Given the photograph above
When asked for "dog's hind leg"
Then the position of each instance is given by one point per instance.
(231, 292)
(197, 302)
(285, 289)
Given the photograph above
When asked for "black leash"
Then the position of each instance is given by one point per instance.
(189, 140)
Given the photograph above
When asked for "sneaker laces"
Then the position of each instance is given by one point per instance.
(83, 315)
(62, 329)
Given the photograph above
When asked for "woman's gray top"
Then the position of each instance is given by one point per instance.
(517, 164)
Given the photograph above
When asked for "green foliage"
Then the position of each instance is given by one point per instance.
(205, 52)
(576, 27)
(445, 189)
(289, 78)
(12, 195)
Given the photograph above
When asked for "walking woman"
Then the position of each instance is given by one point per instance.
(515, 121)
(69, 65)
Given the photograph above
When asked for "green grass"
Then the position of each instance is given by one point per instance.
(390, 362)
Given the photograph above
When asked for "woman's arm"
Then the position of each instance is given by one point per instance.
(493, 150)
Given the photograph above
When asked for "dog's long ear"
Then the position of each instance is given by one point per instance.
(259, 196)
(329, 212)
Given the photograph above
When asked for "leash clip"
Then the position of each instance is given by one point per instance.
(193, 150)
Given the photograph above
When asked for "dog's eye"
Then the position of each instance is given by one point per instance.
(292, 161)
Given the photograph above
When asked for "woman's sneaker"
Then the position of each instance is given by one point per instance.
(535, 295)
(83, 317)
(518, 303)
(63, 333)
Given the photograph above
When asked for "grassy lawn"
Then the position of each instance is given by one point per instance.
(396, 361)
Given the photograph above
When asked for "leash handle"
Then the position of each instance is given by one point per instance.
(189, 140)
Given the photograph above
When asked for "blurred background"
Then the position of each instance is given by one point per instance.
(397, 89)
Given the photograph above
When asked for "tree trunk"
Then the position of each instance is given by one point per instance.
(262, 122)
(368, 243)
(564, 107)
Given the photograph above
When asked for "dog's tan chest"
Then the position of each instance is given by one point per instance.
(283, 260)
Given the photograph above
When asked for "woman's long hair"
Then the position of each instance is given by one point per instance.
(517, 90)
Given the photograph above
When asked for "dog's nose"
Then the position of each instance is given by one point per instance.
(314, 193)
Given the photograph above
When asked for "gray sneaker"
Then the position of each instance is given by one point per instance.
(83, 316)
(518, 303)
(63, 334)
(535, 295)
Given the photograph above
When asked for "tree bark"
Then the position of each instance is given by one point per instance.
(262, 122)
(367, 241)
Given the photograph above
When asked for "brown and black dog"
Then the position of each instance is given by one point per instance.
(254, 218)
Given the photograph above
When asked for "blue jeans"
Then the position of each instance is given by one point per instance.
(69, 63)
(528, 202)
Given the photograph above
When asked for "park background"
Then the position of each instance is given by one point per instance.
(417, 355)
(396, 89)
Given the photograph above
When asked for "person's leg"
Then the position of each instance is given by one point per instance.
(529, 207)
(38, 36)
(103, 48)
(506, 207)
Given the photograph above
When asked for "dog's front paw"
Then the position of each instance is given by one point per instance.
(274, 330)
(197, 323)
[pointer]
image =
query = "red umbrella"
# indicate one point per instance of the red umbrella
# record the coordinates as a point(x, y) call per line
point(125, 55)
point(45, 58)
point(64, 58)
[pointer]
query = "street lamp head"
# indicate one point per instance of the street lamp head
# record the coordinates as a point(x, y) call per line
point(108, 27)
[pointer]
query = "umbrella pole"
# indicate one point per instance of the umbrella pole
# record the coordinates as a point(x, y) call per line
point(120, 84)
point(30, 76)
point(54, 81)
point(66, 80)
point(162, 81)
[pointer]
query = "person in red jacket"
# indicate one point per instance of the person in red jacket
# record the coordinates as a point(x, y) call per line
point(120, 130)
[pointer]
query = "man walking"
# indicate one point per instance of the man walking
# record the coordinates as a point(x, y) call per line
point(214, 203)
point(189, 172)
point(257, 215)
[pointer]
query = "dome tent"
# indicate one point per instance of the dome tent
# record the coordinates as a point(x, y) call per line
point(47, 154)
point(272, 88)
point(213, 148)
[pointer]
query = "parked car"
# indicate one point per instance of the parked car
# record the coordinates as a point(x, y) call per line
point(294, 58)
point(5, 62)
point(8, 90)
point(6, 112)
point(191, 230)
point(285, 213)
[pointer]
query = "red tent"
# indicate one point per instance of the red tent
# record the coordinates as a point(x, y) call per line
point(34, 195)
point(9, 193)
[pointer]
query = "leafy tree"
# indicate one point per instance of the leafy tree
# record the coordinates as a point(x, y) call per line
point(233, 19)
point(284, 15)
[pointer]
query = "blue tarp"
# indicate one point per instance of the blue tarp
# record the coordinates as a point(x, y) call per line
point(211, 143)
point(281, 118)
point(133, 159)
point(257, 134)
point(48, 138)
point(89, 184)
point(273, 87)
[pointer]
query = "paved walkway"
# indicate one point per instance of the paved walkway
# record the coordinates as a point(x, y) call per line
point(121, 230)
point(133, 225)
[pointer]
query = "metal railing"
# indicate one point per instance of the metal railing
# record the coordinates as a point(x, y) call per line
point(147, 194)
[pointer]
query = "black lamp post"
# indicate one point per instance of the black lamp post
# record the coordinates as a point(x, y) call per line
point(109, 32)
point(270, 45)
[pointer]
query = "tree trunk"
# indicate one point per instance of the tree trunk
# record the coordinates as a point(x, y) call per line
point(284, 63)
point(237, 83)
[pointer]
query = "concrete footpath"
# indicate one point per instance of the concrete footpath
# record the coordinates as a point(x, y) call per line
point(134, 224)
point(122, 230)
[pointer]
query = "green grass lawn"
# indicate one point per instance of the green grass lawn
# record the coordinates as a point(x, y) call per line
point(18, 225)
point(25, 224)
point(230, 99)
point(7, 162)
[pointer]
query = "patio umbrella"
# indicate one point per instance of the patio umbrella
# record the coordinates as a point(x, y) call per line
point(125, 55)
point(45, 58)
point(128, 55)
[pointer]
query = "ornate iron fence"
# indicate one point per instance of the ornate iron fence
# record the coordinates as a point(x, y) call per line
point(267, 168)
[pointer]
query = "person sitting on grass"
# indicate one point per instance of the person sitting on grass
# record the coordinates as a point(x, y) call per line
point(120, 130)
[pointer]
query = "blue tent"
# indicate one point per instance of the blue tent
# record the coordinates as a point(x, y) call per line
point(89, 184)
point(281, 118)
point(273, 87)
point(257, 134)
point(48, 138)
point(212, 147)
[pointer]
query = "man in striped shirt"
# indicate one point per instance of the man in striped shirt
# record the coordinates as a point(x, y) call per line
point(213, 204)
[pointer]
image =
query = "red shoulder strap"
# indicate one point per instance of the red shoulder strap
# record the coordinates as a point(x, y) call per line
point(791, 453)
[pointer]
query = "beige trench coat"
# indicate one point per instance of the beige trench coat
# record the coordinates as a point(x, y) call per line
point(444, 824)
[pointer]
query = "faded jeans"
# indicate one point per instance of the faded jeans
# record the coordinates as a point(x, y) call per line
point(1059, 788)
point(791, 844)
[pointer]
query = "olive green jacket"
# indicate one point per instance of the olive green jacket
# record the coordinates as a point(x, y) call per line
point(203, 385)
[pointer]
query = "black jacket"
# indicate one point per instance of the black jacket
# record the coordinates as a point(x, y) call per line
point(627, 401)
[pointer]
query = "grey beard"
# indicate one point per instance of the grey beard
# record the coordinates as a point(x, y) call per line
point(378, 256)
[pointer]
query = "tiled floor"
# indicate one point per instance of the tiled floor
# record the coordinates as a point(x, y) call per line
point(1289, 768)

Activity> A single number is the whole answer: how many lines in the data above hold the string "trunk".

Task output> 3